═══ Tekst źródłowy
Ale nas Chłopie inspirujesz... mnie i moją żonę. Co weekend wstajemy przed wschodem słońca i ruszamy w teren. Czasami tylko deszcze nam przeszkadzają. Dziękujemy.
Wspaniale jest czytać takie komentarze : ) To zawsze cieszy, gdy moje opowieści zachęcają kogoś do wyjścia w teren. Wielu udanych wycieczek Wam życzę : )
14.30 tykurzwa korowiaku to co wedlug twojego morzdzka korowego to np 2 8 i 9 letnich dzieci bedzie bezpieczne czy nie jak pojdzie tam do laso do wilkow np na grzyby Cw 24 na yr
Zaprosić z Warszawy skrzywione emocjonalnie julki i oskarki na spacer po lesie gdzie są wilki i wtedy powiedzą czy sie bać czy nie 🙂 Kangale,Owczarki Kaukaskie,Dogi Argentyńskie szybko by problem rozwiązały z wilkami
Dzisiaj zamocowałem fotopułapkę w miejscu gdzie przypuszczam są wilki. W tym miejscu znalazłem czaszkę dzika i kości miednicy a poza tym prawdopodobnie czaszkę jelenia.
══════
═══ Dostarczone dane
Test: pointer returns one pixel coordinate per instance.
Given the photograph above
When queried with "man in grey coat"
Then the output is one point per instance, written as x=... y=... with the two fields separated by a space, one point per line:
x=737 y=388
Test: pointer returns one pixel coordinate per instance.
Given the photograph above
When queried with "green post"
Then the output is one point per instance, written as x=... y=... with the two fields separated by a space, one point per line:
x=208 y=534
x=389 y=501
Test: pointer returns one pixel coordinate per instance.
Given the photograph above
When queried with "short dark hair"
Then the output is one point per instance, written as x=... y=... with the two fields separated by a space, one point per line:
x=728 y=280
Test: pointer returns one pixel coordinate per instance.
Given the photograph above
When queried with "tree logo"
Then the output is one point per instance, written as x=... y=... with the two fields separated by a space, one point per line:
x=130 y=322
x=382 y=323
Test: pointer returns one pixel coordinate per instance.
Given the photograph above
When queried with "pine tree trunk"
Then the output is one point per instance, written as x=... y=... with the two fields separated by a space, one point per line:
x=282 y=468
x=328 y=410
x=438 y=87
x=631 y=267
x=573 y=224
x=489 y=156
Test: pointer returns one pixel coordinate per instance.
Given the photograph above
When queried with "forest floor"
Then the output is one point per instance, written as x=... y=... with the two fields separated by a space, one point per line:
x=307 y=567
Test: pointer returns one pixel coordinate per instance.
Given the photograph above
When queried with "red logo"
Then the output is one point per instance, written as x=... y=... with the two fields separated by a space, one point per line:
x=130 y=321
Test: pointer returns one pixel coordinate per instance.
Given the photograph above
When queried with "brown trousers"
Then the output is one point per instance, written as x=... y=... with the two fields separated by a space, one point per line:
══════
Przepisz słowo w słowo cały tekst z komentarzami o wyprawach do lasu i wilkach. Opieraj się wyłącznie na tekście.

**Rozwiązanie zadania:**
Ale nas Chłopie inspirujesz... mnie i moją żonę. Co weekend wstajemy przed wschodem słońca i ruszamy w teren. Czasami tylko deszcze nam przeszkadzają. Dziękujemy.
Wspaniale jest czytać takie komentarze : ) To zawsze cieszy, gdy moje opowieści zachęcają kogoś do wyjścia w teren. Wielu udanych wycieczek Wam życzę : )
14.30 tykurzwa korowiaku to co wedlug twojego morzdzka korowego to np 2 8 i 9 letnich dzieci bedzie bezpieczne czy nie jak pojdzie tam do laso do wilkow np na grzyby Cw 24 na yr
Zaprosić z Warszawy skrzywione emocjonalnie julki i oskarki na spacer po lesie gdzie są wilki i wtedy powiedzą czy sie bać czy nie 🙂 Kangale,Owczarki Kaukaskie,Dogi Argentyńskie szybko by problem rozwiązały z wilkami
Dzisiaj zamocowałem fotopułapkę w miejscu gdzie przypuszczam są wilki. W tym miejscu znalazłem czaszkę dzika i kości miednicy a poza tym prawdopodobnie czaszkę jelenia.